#### TEXT SHOWN:
Begin

Time Machine for Three Conductors and Orchestra is a two-movement orchestral composition by the American composer Michael Daugherty.  The piece was commissioned by the Pittsburgh Symphony Orchestra and premiered November 24, 2003, with the Pittsburgh Symphony Orchestra led by the conductors Mariss Jansons, Lucas Richman, and Edward Cumming.

Style and composition
The piece has a duration of roughly twenty minutes and is divided into two movements:
Past
Future

To perform Time Machine, a standard symphony orchestra must be divided into three separate ensembles and led by three conductors simultaneously.  Rhythm, tempo, and time signature are frequently juxtaposed between the three ensembles, resulting in often antiphonal and polymetric sounds.  Daugherty described the piece in the score program note, writing:
In a pre-premiere interview about the piece, Daugherty convivially added, "It is not a particularly practical idea. I saw it as a challenge. Part of being new is to look at musical expression and to discover new things. Part of what avant-garde music is all about is doing something you are not supposed to do — forbidden music."

Instrumentation
The work is scored an orchestra comprising for four flutes (fourth doubling piccolo), two oboes, cor anglais, three clarinets (third doubling E-flat clarinet), bass clarinet, four bassoons (fourth doubling contrabassoon), four French horns, four trumpets, three trombones, bass trombone, tuba, timpani, five percussionists, harp, and strings.

End

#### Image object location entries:
Begin

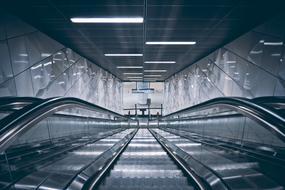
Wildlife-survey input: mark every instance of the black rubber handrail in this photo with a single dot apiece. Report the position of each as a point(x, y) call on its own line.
point(11, 103)
point(277, 102)
point(267, 117)
point(20, 121)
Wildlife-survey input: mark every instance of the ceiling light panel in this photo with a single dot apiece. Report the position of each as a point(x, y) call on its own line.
point(108, 20)
point(129, 67)
point(133, 73)
point(171, 43)
point(123, 54)
point(155, 71)
point(161, 62)
point(152, 75)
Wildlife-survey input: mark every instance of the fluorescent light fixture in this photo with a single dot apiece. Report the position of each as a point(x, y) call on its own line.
point(132, 73)
point(273, 43)
point(231, 61)
point(129, 67)
point(23, 54)
point(151, 79)
point(152, 75)
point(45, 54)
point(158, 71)
point(171, 43)
point(134, 77)
point(107, 20)
point(163, 62)
point(123, 54)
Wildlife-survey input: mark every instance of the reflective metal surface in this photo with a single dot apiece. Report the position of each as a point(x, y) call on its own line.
point(145, 165)
point(59, 173)
point(238, 171)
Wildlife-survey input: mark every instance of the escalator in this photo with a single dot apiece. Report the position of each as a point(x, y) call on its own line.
point(67, 143)
point(145, 165)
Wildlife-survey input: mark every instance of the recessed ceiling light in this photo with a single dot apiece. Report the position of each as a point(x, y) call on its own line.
point(152, 75)
point(108, 20)
point(171, 43)
point(151, 79)
point(123, 54)
point(129, 67)
point(273, 43)
point(158, 71)
point(134, 77)
point(132, 73)
point(161, 62)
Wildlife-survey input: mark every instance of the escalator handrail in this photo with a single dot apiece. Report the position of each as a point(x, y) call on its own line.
point(13, 103)
point(268, 117)
point(21, 120)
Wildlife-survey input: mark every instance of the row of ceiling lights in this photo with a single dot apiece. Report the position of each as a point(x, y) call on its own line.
point(134, 20)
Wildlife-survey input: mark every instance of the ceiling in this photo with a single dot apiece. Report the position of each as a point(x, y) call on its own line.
point(210, 23)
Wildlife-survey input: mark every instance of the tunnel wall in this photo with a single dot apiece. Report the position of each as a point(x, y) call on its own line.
point(32, 64)
point(250, 66)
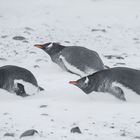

End

#### TASKS AND EXERCISES:
1/ In the Time Machine article, which three conductors led the premiere?
2/ Reproduce word for word the stretch of the Time Machine article from "Instrumentation" through "harp, and strings.".

#### THE SOLUTIONS:
1/ Mariss Jansons, Lucas Richman, and Edward Cumming.

2/
Instrumentation
The work is scored an orchestra comprising for four flutes (fourth doubling piccolo), two oboes, cor anglais, three clarinets (third doubling E-flat clarinet), bass clarinet, four bassoons (fourth doubling contrabassoon), four French horns, four trumpets, three trombones, bass trombone, tuba, timpani, five percussionists, harp, and strings.